##### Extracted material

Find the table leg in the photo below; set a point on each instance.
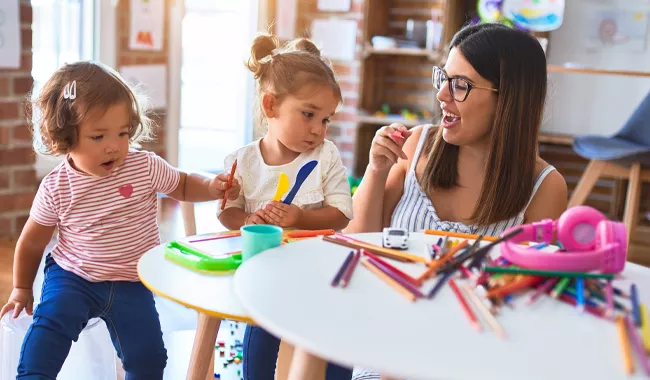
(306, 366)
(285, 355)
(203, 349)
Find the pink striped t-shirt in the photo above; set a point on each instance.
(105, 223)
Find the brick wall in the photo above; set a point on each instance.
(127, 57)
(343, 130)
(17, 174)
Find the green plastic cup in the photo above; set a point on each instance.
(259, 237)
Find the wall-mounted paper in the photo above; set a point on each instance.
(285, 16)
(334, 5)
(9, 34)
(150, 81)
(337, 38)
(147, 29)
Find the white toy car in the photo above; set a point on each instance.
(395, 238)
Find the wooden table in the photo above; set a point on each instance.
(287, 291)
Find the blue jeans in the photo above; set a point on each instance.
(261, 354)
(68, 302)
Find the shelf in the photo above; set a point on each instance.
(413, 52)
(587, 70)
(377, 120)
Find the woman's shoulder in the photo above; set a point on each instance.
(551, 198)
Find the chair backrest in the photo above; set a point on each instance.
(637, 128)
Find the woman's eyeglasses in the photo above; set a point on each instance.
(458, 87)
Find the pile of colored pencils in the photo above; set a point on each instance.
(488, 285)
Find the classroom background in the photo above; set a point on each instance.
(188, 55)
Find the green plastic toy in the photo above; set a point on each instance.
(201, 261)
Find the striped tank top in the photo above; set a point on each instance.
(415, 212)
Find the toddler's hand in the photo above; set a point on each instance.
(255, 218)
(219, 187)
(18, 300)
(283, 215)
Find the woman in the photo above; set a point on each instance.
(479, 172)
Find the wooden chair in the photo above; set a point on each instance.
(624, 156)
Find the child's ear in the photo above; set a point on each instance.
(269, 105)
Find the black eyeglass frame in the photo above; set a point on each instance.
(450, 80)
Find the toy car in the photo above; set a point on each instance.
(395, 238)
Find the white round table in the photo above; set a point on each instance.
(211, 295)
(287, 291)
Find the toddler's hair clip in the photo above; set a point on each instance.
(70, 91)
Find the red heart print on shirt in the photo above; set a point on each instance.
(126, 190)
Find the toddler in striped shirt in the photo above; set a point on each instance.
(102, 197)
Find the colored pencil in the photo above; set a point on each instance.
(610, 299)
(341, 270)
(548, 284)
(436, 264)
(347, 275)
(459, 235)
(628, 363)
(466, 308)
(392, 283)
(410, 287)
(548, 273)
(441, 282)
(513, 287)
(589, 309)
(487, 315)
(377, 250)
(636, 314)
(637, 345)
(397, 271)
(308, 233)
(580, 293)
(229, 185)
(559, 288)
(645, 328)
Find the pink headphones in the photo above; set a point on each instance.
(592, 243)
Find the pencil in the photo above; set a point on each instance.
(339, 273)
(459, 235)
(546, 273)
(347, 275)
(628, 364)
(636, 314)
(441, 282)
(489, 318)
(468, 311)
(513, 287)
(407, 285)
(548, 284)
(610, 299)
(580, 293)
(559, 288)
(392, 283)
(229, 185)
(397, 271)
(380, 251)
(637, 345)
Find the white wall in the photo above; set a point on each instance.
(581, 104)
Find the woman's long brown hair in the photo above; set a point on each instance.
(515, 63)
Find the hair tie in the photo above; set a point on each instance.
(70, 90)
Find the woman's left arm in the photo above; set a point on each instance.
(550, 200)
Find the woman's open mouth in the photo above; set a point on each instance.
(108, 165)
(449, 119)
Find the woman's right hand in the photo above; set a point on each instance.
(19, 299)
(386, 147)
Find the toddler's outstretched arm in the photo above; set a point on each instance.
(29, 251)
(197, 188)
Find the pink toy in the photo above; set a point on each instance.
(592, 243)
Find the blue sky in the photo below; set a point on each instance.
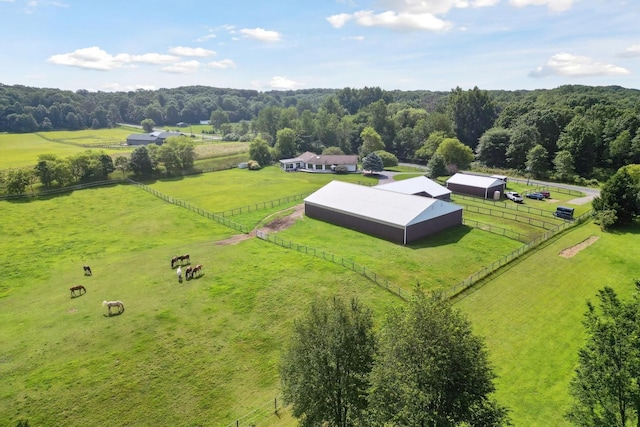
(109, 45)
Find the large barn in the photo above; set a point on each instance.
(401, 218)
(419, 186)
(475, 185)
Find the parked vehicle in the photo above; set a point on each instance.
(537, 196)
(513, 196)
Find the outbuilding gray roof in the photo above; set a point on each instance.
(475, 180)
(387, 207)
(419, 184)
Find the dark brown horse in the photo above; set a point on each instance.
(180, 258)
(197, 270)
(81, 290)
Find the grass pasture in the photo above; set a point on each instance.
(205, 352)
(201, 352)
(531, 312)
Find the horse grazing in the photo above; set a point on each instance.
(81, 290)
(196, 270)
(180, 258)
(117, 304)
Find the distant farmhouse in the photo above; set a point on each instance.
(156, 137)
(309, 161)
(398, 217)
(474, 185)
(418, 186)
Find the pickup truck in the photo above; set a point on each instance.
(513, 196)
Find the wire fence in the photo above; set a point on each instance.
(251, 419)
(496, 213)
(187, 205)
(486, 271)
(344, 262)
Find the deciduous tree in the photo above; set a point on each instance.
(431, 370)
(605, 386)
(324, 371)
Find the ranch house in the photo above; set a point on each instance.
(475, 185)
(309, 161)
(400, 218)
(156, 137)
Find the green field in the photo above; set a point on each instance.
(206, 351)
(20, 150)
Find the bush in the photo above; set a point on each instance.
(341, 169)
(253, 165)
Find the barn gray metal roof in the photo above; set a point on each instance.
(388, 207)
(416, 185)
(474, 180)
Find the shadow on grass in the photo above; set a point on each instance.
(443, 238)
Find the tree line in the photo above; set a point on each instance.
(175, 155)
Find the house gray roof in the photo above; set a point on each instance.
(387, 207)
(145, 137)
(417, 185)
(475, 181)
(319, 159)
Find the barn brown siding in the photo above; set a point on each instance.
(432, 226)
(363, 225)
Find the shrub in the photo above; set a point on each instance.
(341, 169)
(253, 165)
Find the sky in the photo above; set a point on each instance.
(438, 45)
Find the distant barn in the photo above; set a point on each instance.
(419, 186)
(400, 218)
(475, 185)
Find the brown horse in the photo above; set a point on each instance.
(81, 290)
(180, 258)
(117, 304)
(196, 270)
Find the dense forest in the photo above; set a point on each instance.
(566, 133)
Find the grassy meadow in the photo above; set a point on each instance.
(205, 351)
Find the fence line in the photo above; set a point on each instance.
(486, 271)
(250, 419)
(344, 262)
(539, 223)
(187, 205)
(263, 205)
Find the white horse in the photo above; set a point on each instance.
(117, 304)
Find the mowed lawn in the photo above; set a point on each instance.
(202, 352)
(531, 314)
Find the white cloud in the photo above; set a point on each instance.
(191, 51)
(553, 5)
(279, 82)
(186, 67)
(434, 7)
(338, 21)
(92, 58)
(401, 21)
(117, 87)
(205, 38)
(153, 58)
(631, 52)
(261, 34)
(225, 63)
(568, 65)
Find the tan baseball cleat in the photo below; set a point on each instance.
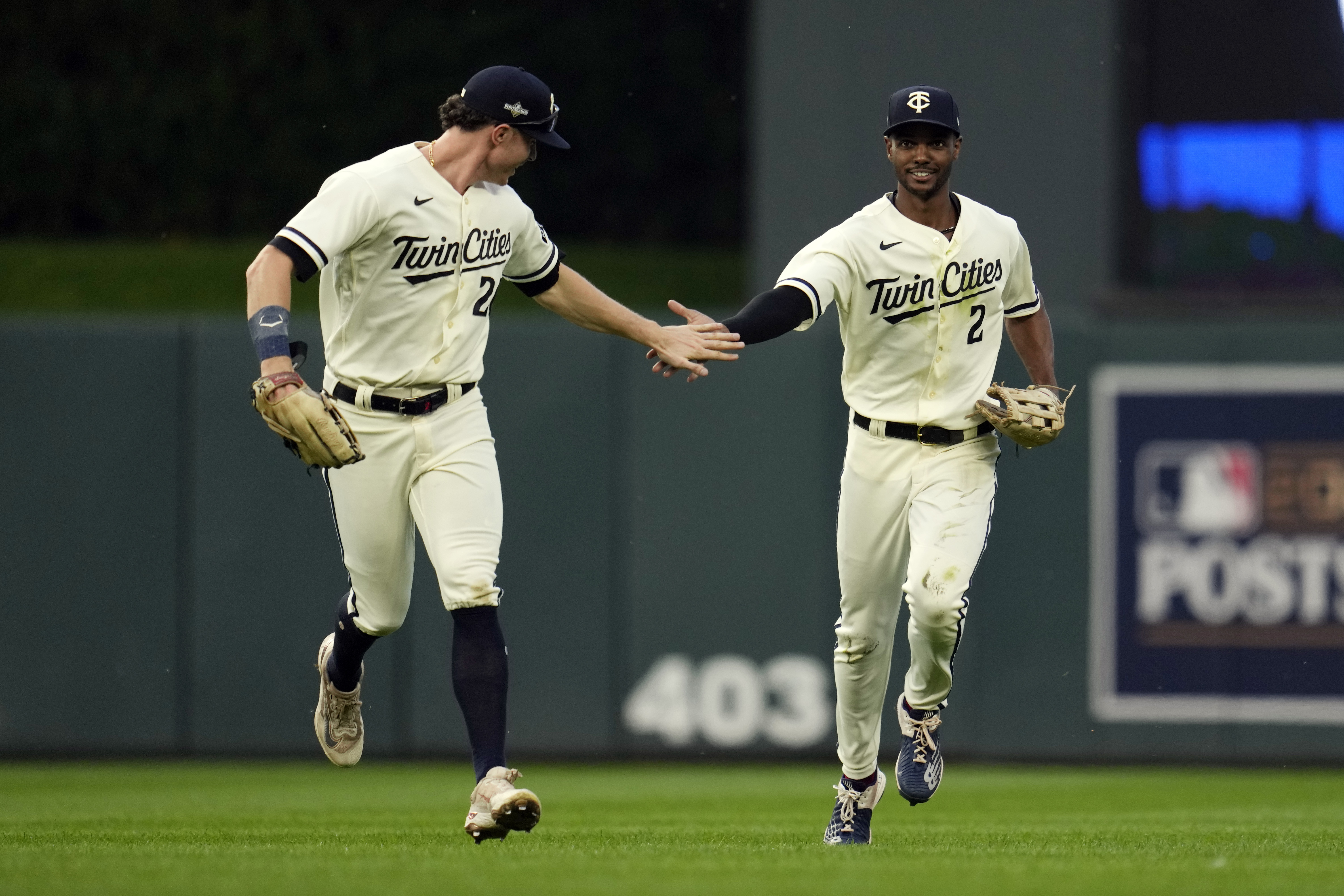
(498, 807)
(338, 722)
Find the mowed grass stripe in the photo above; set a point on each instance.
(291, 828)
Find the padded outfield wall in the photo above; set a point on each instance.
(169, 569)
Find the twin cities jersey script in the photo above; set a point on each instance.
(921, 318)
(411, 269)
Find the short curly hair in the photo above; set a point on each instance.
(456, 114)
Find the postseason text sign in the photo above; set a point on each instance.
(1218, 545)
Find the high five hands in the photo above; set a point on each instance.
(701, 339)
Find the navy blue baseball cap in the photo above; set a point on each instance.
(923, 103)
(518, 99)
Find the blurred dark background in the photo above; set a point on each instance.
(1242, 103)
(152, 118)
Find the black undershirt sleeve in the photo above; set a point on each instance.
(771, 315)
(304, 265)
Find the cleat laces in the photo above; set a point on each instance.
(343, 714)
(849, 801)
(924, 737)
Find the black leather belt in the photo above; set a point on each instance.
(924, 434)
(407, 406)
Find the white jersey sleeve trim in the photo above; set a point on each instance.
(552, 261)
(306, 244)
(1026, 308)
(808, 289)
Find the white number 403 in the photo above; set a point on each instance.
(730, 702)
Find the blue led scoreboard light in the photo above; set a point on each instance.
(1267, 168)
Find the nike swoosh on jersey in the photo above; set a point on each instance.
(423, 279)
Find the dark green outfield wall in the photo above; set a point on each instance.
(169, 569)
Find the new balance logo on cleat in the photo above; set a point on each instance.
(498, 807)
(920, 763)
(851, 820)
(338, 721)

##########

**What is required**:
Starting at the row containing "Find the black undershirt" and ending at the last row, arrange those rows as a numbered list, leaving out any blank lines.

**Finished task**:
1. Find the black undershirt sleeve in the photo above; set a point on each instance.
2. (771, 315)
3. (304, 265)
4. Find the cleat laces in the photo above; set a point on each instance.
5. (343, 714)
6. (849, 801)
7. (924, 737)
8. Find the black leather belt in the photo above; set a point on each instance.
9. (924, 434)
10. (407, 406)
11. Find the white jersey sleeve trim in the photo above; set a point on each instance.
12. (552, 261)
13. (306, 244)
14. (1026, 308)
15. (808, 289)
16. Find the white number 403 in the photo above; set a point on each instance.
17. (730, 702)
18. Find the blue led scoreboard light in the photo above; set a point on each instance.
19. (1267, 168)
20. Find the nike swoosh on jersey in the photo above; set a point on each instance.
21. (423, 279)
22. Find the dark green outfield wall in the photo above; set a point on each instance.
23. (169, 569)
24. Find the new balance logo on cleat in the photo above; set a point on each instance.
25. (498, 807)
26. (920, 763)
27. (851, 820)
28. (338, 721)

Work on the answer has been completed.